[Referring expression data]

================

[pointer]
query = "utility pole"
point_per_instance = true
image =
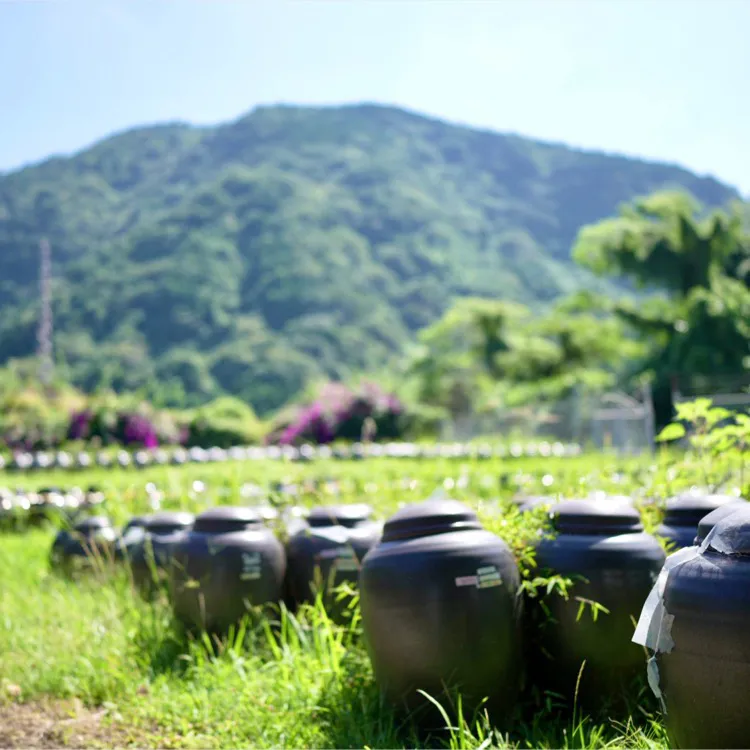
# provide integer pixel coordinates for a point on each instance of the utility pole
(44, 332)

================

• **Instructions to follow**: Each entry needs to be retyped exactly; the pictures stay out.

• **Solved exercise**:
[pointer]
query = "utility pole"
point_per_instance = true
image =
# provide integer pixel coordinates for a point on each instance of the utility pole
(44, 332)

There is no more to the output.